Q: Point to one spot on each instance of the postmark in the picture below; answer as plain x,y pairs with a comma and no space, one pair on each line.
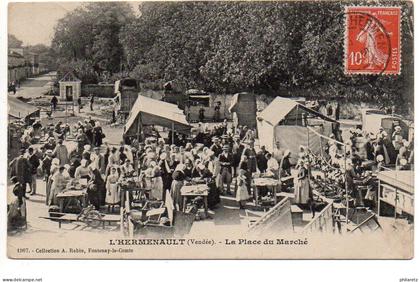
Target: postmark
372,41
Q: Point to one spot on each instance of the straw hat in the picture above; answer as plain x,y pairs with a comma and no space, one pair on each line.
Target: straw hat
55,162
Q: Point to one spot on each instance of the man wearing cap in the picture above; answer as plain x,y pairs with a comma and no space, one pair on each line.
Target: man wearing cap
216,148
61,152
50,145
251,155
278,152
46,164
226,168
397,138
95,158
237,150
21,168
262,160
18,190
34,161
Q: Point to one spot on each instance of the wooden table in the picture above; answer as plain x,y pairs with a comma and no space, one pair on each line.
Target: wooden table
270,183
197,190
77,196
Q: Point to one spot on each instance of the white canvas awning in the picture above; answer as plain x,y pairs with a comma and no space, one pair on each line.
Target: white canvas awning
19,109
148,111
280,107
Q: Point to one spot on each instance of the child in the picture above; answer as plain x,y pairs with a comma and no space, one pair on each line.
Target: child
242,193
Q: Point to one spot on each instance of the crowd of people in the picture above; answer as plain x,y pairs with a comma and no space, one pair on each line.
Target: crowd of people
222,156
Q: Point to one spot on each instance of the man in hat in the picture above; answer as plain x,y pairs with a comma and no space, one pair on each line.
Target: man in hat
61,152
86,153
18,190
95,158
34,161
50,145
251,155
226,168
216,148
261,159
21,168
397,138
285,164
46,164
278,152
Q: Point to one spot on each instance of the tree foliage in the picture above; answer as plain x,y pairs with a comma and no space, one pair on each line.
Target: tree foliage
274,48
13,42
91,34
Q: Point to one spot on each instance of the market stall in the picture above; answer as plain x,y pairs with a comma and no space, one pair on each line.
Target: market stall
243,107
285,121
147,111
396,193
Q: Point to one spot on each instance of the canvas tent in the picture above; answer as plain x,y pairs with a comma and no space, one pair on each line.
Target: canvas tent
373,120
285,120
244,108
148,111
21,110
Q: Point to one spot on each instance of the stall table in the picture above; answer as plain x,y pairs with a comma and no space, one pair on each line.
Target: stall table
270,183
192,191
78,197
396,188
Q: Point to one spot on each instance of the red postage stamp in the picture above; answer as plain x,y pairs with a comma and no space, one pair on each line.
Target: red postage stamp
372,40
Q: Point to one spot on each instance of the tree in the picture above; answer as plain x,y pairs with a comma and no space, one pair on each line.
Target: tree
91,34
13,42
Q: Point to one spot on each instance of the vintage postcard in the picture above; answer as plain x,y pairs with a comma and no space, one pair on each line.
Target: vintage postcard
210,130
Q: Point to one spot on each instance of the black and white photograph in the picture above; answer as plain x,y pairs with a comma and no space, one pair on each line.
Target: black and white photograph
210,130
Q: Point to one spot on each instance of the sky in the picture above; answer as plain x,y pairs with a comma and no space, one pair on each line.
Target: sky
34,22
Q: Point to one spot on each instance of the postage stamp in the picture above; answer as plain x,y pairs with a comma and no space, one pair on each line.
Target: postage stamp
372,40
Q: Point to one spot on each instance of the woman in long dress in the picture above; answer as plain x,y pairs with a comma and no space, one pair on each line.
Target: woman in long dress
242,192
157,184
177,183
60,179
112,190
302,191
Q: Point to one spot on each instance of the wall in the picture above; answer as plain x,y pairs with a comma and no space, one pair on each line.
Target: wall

_ _ _ _ _

TRY IT ->
Starting at the first line of the listing above, write out each line exactly and nothing else until you reach the line containing "Q: Point to one spot on each instance of the straw", which is included as well; omit all pictures.

SOLUTION TO THIS PROBLEM ->
Q: Point to one spot on each instance of the postmark in the picture below; answer as plain x,y pairs with a comma and no space, one pair on each line.
Target: postmark
372,41
Q: Point to one spot on each instance of the straw hat in the picture above; answer as plain x,y pairs with a comma and no space, one pair on each line.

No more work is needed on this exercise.